Start of TEXT BLOCK

When we released the final two dolphins, it was already becoming dark (which occurs around 6:30pm in Bolivia year-round), so we decided we would have to stay another night and translocate the last dolphins the next morning. We returned to the camp area, ate a dinner of rice, corn, and chicken, and I began processing the samples from the first set of dolphins. First, electricity had to be found, which at this site was present since we were on a farm, but at other sites has had to be run off of generators in the forest. Once the initial analysis was completed, I had to use a centrifuge running off of a car cigarette plug to spin the samples and separate the cells from the serum or plasma. Then off to bed in the tent for 4 short hours until those darn macaws start calling again at dawn!
7 August:
After rice flour rolls and more mate tea, we set out again for the irrigation canal site. Today we captured a total of three remaining dolphins, but it wasn’t as simple as we had hoped: The hope had been to quickly catch the last two and leave for the city by midday. Well, first two turned into three dolphins that had be to moved, and these ended up being three feisty ladies that were not keen on moving from their shallow abode. These large adult females, one of which was pregnant, were all bright pink, almost completely. The last dolphin was of course the hardest to catch and evaded the nets repeatedly, but in the end, the water team was more determined to rescue her, and we transported all three at once in the truck to the river, placing another tag transmitter on one of the three. We took more samples, more body measurements, more physical exams, and then gladly slid them off the tarps and into the water, watching them surface that one last time from far down the river.

End of TEXT BLOCK

§ **ACTIVITY 1**
Copy the dolphin account word for word, everything from "When we released" down to "again at dawn!".
§ **ACTIVITY 2**
Decide whether each statement agrees with the dolphin account, answering yes or no and quoting the words that settle it: (a) Darkness falls around 6:30pm in Bolivia throughout the year. (b) The samples were spun in a centrifuge powered by a generator. (c) On 7 August, two dolphins were captured.
The data that comes next was drawn from a separate source and has no connection to the dolphin account.

Start of RECORD SET

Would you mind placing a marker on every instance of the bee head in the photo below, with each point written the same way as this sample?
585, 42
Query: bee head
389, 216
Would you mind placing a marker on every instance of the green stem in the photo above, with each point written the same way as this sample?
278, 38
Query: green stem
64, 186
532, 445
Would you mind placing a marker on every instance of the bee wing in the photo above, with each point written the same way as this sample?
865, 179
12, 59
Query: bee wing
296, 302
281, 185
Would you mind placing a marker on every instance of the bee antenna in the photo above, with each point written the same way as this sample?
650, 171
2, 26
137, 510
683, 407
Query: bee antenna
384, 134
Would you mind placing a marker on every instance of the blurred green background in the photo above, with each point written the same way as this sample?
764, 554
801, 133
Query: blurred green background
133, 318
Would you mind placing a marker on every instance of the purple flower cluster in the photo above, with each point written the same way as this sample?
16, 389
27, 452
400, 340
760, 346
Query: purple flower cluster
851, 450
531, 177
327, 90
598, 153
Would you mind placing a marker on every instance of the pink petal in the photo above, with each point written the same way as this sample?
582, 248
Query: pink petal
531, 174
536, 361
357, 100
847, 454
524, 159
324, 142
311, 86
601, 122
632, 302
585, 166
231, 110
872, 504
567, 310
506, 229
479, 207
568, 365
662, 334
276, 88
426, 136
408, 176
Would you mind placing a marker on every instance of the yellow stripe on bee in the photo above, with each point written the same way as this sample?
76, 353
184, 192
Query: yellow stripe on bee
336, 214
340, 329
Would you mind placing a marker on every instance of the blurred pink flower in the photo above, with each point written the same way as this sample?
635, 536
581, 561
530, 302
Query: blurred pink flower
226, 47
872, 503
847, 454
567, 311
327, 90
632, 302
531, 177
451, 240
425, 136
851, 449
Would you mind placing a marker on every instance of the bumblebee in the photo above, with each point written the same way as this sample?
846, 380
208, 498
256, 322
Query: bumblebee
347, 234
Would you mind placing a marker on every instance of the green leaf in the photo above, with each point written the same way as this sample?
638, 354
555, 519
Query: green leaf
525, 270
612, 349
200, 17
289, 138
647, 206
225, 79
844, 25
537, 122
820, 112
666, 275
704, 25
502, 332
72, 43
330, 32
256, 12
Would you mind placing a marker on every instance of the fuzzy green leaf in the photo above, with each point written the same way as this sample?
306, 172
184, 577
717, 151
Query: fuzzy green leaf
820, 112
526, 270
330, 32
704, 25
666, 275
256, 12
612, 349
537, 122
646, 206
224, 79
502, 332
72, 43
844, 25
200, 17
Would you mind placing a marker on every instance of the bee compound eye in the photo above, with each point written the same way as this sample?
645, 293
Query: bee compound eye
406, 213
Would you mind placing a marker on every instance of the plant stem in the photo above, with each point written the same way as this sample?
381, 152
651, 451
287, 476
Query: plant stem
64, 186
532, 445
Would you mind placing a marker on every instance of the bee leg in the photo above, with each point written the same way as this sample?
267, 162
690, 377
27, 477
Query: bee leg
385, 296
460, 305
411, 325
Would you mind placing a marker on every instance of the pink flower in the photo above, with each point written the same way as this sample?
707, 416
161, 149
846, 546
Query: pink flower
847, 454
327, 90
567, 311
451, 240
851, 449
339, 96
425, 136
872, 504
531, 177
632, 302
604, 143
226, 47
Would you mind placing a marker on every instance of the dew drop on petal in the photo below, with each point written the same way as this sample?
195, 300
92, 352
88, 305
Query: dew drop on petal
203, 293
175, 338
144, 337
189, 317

End of RECORD SET
Start of RECORD SET

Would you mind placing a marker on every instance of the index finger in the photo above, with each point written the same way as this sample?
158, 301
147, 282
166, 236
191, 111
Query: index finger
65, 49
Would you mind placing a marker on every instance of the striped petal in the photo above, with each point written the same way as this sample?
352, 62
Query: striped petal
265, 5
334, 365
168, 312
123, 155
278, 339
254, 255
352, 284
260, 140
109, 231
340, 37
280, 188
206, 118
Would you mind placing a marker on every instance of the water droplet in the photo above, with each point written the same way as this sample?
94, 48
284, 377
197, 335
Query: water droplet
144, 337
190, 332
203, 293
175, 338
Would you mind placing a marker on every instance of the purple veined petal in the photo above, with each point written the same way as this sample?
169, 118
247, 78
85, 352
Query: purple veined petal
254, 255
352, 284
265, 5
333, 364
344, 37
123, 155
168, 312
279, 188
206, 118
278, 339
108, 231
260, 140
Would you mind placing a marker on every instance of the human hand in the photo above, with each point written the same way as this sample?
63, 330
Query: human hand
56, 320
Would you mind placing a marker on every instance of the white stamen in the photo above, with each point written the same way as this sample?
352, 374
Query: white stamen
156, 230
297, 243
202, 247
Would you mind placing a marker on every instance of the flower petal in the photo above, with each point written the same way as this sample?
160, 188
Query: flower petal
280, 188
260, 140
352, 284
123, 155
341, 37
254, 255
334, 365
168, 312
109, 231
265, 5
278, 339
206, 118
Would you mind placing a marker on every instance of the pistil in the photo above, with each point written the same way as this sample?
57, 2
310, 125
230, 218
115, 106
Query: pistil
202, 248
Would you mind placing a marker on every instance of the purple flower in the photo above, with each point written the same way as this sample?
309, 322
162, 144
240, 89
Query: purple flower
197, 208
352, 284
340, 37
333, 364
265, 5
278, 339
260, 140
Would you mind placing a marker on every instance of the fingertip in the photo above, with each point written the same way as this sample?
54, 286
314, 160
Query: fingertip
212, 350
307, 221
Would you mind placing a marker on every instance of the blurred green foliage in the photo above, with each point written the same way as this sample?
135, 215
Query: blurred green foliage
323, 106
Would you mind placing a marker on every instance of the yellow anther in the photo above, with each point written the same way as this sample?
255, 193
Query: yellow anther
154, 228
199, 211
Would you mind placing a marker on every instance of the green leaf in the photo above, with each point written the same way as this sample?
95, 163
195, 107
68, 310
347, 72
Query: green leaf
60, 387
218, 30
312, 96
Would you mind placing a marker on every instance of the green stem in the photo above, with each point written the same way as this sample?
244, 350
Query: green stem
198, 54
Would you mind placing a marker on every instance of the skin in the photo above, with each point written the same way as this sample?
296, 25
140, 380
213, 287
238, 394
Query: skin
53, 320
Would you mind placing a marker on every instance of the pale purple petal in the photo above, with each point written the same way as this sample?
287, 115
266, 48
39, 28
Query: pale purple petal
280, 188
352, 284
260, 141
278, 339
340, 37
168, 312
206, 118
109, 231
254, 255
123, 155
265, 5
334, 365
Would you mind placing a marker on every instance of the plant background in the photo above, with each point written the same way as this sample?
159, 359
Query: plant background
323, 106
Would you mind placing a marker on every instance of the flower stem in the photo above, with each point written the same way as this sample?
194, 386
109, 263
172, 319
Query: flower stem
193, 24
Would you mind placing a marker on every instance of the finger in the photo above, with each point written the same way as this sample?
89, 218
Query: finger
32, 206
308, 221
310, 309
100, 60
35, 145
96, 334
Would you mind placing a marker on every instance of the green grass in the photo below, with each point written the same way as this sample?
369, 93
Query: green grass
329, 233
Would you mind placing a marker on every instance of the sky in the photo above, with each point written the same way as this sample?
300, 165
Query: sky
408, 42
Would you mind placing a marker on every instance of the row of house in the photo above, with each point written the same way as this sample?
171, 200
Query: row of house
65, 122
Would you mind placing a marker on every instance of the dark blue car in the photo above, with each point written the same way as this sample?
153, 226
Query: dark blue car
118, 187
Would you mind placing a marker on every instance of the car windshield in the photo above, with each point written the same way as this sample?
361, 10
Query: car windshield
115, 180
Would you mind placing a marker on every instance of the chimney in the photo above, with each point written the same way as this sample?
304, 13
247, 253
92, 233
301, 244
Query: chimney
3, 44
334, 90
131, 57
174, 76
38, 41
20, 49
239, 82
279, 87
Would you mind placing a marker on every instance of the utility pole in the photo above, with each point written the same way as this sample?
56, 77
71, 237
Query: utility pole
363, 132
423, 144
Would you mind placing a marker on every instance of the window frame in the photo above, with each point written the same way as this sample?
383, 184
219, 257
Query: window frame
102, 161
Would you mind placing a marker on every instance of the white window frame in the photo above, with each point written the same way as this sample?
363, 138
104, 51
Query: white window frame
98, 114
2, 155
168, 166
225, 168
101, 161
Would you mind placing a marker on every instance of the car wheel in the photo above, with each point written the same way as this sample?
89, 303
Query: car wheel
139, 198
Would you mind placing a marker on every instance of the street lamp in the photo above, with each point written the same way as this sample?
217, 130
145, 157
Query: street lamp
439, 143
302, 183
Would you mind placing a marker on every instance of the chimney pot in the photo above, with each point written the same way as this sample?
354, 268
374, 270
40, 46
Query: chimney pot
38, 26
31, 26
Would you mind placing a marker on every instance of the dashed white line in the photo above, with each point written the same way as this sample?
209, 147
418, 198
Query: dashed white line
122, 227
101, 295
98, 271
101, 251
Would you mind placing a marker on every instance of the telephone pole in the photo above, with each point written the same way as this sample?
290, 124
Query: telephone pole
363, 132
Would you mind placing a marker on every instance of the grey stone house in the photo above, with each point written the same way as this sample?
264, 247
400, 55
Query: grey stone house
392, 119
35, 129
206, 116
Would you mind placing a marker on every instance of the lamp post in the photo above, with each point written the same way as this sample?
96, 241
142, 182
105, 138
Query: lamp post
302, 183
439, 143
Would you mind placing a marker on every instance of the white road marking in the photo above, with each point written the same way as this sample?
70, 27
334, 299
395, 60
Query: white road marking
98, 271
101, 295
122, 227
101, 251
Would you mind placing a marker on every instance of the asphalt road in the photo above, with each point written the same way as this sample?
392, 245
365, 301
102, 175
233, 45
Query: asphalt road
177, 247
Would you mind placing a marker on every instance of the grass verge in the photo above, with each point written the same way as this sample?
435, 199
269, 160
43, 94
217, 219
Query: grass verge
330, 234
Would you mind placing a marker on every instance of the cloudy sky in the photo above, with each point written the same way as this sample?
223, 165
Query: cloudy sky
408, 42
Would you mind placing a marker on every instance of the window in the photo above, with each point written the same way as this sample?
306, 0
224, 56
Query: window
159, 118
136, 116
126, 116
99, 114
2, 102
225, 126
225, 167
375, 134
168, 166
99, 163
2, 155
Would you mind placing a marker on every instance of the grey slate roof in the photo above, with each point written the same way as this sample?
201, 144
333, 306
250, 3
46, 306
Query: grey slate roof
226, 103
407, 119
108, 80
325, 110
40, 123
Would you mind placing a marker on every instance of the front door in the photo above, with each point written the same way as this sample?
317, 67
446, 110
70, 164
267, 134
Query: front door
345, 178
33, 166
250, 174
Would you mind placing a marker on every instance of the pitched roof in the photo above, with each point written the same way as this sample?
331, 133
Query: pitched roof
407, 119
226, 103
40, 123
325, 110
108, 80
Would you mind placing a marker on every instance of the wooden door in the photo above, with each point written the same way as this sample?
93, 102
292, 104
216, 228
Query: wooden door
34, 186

End of RECORD SET

§ **ANSWER BOX 1**
When we released the final two dolphins, it was already becoming dark (which occurs around 6:30pm in Bolivia year-round), so we decided we would have to stay another night and translocate the last dolphins the next morning. We returned to the camp area, ate a dinner of rice, corn, and chicken, and I began processing the samples from the first set of dolphins. First, electricity had to be found, which at this site was present since we were on a farm, but at other sites has had to be run off of generators in the forest. Once the initial analysis was completed, I had to use a centrifuge running off of a car cigarette plug to spin the samples and separate the cells from the serum or plasma. Then off to bed in the tent for 4 short hours until those darn macaws start calling again at dawn!

§ **ANSWER BOX 2**
(a) Yes: "which occurs around 6:30pm in Bolivia year-round"
(b) No: "a centrifuge running off of a car cigarette plug"
(c) No: "Today we captured a total of three remaining dolphins"